◆ EXERCISE DESCRIPTION
Copy each entry as it stands, leaving nothing out.
## START TASK INPUTS
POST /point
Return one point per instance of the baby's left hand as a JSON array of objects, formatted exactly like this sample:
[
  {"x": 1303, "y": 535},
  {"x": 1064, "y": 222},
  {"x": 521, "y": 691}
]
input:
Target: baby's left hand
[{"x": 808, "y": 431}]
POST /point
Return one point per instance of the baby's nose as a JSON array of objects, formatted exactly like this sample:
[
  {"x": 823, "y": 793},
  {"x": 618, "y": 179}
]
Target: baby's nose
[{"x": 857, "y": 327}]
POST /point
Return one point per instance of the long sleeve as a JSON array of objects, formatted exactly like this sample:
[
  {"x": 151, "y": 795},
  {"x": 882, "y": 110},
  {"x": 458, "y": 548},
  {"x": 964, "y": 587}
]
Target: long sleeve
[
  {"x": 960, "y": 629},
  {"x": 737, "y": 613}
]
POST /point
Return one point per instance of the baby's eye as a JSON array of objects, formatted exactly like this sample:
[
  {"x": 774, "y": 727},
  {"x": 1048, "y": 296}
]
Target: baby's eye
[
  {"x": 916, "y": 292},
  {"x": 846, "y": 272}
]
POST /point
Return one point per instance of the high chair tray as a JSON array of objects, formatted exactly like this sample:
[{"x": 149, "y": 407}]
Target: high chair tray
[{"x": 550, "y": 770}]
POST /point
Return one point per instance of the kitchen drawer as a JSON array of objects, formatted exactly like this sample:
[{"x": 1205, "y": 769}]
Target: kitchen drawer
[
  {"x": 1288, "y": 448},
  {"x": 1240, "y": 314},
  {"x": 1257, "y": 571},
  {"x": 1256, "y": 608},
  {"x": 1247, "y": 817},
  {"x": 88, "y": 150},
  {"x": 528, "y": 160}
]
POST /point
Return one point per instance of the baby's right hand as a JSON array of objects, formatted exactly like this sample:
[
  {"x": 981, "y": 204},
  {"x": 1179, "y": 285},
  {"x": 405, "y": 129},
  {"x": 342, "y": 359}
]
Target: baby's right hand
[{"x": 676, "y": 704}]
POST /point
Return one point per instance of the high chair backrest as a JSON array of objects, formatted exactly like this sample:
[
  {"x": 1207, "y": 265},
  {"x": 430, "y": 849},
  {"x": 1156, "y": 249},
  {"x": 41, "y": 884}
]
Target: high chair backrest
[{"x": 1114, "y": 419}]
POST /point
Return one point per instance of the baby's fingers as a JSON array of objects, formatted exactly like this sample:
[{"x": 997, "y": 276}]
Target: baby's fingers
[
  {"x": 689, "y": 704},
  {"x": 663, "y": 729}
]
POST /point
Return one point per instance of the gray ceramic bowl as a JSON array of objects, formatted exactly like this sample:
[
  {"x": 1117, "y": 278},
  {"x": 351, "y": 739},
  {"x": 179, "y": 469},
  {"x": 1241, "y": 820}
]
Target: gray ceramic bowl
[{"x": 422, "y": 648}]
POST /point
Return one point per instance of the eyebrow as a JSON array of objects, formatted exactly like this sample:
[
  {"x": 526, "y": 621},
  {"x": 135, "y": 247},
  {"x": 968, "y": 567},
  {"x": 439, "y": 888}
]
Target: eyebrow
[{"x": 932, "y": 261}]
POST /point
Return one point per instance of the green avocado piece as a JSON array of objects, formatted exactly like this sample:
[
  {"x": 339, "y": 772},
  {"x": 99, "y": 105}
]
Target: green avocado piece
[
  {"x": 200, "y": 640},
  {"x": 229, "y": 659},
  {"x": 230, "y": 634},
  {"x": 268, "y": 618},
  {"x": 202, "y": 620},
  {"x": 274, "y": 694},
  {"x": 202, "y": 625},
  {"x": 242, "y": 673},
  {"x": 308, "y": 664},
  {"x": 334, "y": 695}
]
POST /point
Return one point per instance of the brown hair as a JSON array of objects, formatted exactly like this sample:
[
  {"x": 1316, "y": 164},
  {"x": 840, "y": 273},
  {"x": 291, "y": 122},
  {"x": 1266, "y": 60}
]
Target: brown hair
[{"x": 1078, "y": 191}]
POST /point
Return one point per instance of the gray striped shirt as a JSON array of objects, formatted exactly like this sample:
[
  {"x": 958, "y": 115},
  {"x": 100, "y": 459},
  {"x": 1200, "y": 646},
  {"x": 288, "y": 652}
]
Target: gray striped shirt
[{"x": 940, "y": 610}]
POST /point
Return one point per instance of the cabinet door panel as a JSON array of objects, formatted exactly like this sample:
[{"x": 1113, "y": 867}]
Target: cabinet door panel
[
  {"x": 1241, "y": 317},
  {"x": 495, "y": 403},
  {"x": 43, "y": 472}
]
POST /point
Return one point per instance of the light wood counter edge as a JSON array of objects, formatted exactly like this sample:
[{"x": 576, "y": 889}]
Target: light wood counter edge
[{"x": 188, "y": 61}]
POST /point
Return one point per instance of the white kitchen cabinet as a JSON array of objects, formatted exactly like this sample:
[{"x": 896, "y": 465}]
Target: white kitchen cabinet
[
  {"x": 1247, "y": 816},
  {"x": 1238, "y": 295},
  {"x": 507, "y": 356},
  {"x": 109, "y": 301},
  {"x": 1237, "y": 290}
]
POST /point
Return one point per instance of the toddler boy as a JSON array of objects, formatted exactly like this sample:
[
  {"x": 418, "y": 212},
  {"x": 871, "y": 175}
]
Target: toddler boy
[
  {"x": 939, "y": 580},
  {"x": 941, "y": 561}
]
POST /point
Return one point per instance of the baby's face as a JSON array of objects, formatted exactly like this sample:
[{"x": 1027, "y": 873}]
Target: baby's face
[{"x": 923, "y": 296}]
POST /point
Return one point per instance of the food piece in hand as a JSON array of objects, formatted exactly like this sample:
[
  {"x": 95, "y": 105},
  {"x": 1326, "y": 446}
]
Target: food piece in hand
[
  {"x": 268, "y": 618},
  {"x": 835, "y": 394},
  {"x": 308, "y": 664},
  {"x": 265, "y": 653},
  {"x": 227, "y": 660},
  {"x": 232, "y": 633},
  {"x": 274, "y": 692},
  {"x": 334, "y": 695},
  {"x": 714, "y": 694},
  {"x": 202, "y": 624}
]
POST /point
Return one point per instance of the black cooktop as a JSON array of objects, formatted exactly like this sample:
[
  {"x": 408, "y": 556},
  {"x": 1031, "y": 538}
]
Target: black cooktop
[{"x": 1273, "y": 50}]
## END TASK INPUTS
◆ SOLVED EXERCISE
POST /point
Return one point per instance of the baby's left hand as a JSON array of objects, formatted exactly like this sample:
[
  {"x": 1303, "y": 535},
  {"x": 1064, "y": 222},
  {"x": 521, "y": 691}
]
input:
Target: baby's left hand
[{"x": 808, "y": 431}]
POST /point
Return one point per instance of the baby's nose as a JSON array of objects, formatted exactly like this sample:
[
  {"x": 823, "y": 793},
  {"x": 618, "y": 179}
]
Target: baby's nose
[{"x": 857, "y": 327}]
POST /point
Return one point per instance of the long sleeve as a JSON array of objects, formatted exactly like this sample:
[
  {"x": 151, "y": 795},
  {"x": 882, "y": 110},
  {"x": 458, "y": 548},
  {"x": 964, "y": 587}
]
Target: long sleeve
[
  {"x": 960, "y": 629},
  {"x": 737, "y": 613}
]
POST /point
Return one point per instance of the baby's eye as a JSON array of objects, formatted exactly like this sample:
[
  {"x": 774, "y": 727},
  {"x": 1048, "y": 296}
]
Target: baby's eye
[
  {"x": 916, "y": 292},
  {"x": 846, "y": 272}
]
POST /point
Return one point per instance of the high chair tray as a JSON array of objects, formatted exactly like this sample:
[{"x": 149, "y": 407}]
Target: high chair tray
[{"x": 550, "y": 770}]
POST /point
Return one point per instance of the kitchen drawer as a JSON array of objects, formatted exactly like this sample:
[{"x": 1205, "y": 769}]
Target: kitchen drawer
[
  {"x": 1288, "y": 448},
  {"x": 1240, "y": 314},
  {"x": 1257, "y": 571},
  {"x": 1256, "y": 608},
  {"x": 1247, "y": 817},
  {"x": 88, "y": 150},
  {"x": 528, "y": 160}
]
POST /point
Return one point per instance of the baby's right hand as a JSON array of objects, formatted exactly like this sample:
[
  {"x": 981, "y": 204},
  {"x": 1179, "y": 285},
  {"x": 405, "y": 129},
  {"x": 342, "y": 359}
]
Target: baby's right hand
[{"x": 676, "y": 704}]
POST /point
Return one point per instance of the high chair backrest as a JSON array of objects, formatted exactly like this sample:
[
  {"x": 1207, "y": 265},
  {"x": 430, "y": 849},
  {"x": 1156, "y": 249},
  {"x": 41, "y": 884}
]
Target: high chair backrest
[{"x": 1114, "y": 419}]
POST /point
Return one point per instance of the baby's fingers as a JSON array of objects, formatted exactly like this sample:
[{"x": 997, "y": 276}]
Target: baby's fingers
[
  {"x": 689, "y": 704},
  {"x": 663, "y": 729}
]
POST /point
Return one point per instance of the gray ceramic bowl as a JSON array of objects, formatted exactly like this sample:
[
  {"x": 1117, "y": 278},
  {"x": 351, "y": 739},
  {"x": 179, "y": 469},
  {"x": 1241, "y": 820}
]
Target: gray ceramic bowl
[{"x": 422, "y": 648}]
POST /point
Return one point per instance of the eyebrow as a JSON array of objects, formatted exactly like this sample:
[
  {"x": 526, "y": 621},
  {"x": 135, "y": 247},
  {"x": 968, "y": 567},
  {"x": 439, "y": 888}
]
Target: eyebrow
[{"x": 932, "y": 261}]
POST /point
Return one point per instance of the green avocado piece as a JSON array of objects, formatted exactly like this sample:
[
  {"x": 339, "y": 772},
  {"x": 99, "y": 105}
]
Target: green avocado piece
[
  {"x": 200, "y": 640},
  {"x": 229, "y": 659},
  {"x": 230, "y": 634},
  {"x": 268, "y": 618},
  {"x": 202, "y": 620},
  {"x": 274, "y": 694},
  {"x": 202, "y": 625},
  {"x": 242, "y": 673},
  {"x": 308, "y": 664},
  {"x": 334, "y": 695}
]
POST /point
Return one point per instance of the brown hair as a JSON array of objects, formatted exactly like this sample:
[
  {"x": 1316, "y": 164},
  {"x": 840, "y": 273},
  {"x": 291, "y": 122},
  {"x": 1266, "y": 60}
]
Target: brown hair
[{"x": 1078, "y": 191}]
POST /point
Return one point per instance of the gray striped shirt as a JSON array of objects, formatted exactly like this sample:
[
  {"x": 958, "y": 115},
  {"x": 100, "y": 459},
  {"x": 1200, "y": 646},
  {"x": 288, "y": 652}
]
Target: gray striped shirt
[{"x": 940, "y": 610}]
POST /point
Return one point per instance of the cabinet door panel as a JSON array of objects, formatted exactly like this sample:
[{"x": 1113, "y": 867}]
Target: cabinet door panel
[
  {"x": 1241, "y": 317},
  {"x": 495, "y": 403},
  {"x": 43, "y": 472}
]
POST /point
Return one point per instance of the light wood counter edge as a JSON array of objects, formatted exactly like this sample:
[{"x": 576, "y": 889}]
Target: light wood counter edge
[{"x": 188, "y": 61}]
POST /point
Return one point per instance of the white kitchen cabinet as a JSON array of objects, formatted exactly like this sample:
[{"x": 896, "y": 465}]
Target: white kitchen cabinet
[
  {"x": 1247, "y": 816},
  {"x": 1238, "y": 295},
  {"x": 507, "y": 356},
  {"x": 109, "y": 301},
  {"x": 1237, "y": 290}
]
POST /point
Return one point per instance of the toddler boy as a JSON array of objects, formatted exactly like this sample:
[
  {"x": 418, "y": 212},
  {"x": 871, "y": 175}
]
Target: toddler boy
[
  {"x": 939, "y": 580},
  {"x": 941, "y": 561}
]
POST /point
Return one point per instance of the baby's face as a JSON array of objects, formatted exactly like this sample:
[{"x": 1027, "y": 873}]
Target: baby's face
[{"x": 923, "y": 296}]
POST /point
Return one point per instance of the food piece in hand as a JSON array of objects, formatted exactly like this sample:
[
  {"x": 95, "y": 105},
  {"x": 1326, "y": 446}
]
Target: food piece in hand
[
  {"x": 268, "y": 618},
  {"x": 835, "y": 394},
  {"x": 308, "y": 664},
  {"x": 265, "y": 653},
  {"x": 227, "y": 660},
  {"x": 232, "y": 633},
  {"x": 274, "y": 692},
  {"x": 334, "y": 695},
  {"x": 714, "y": 694},
  {"x": 202, "y": 624}
]
POST /point
Return one point per instance of the black cooktop as a JSON array of objects, formatted exactly like this sample:
[
  {"x": 408, "y": 556},
  {"x": 1031, "y": 538}
]
Target: black cooktop
[{"x": 1273, "y": 50}]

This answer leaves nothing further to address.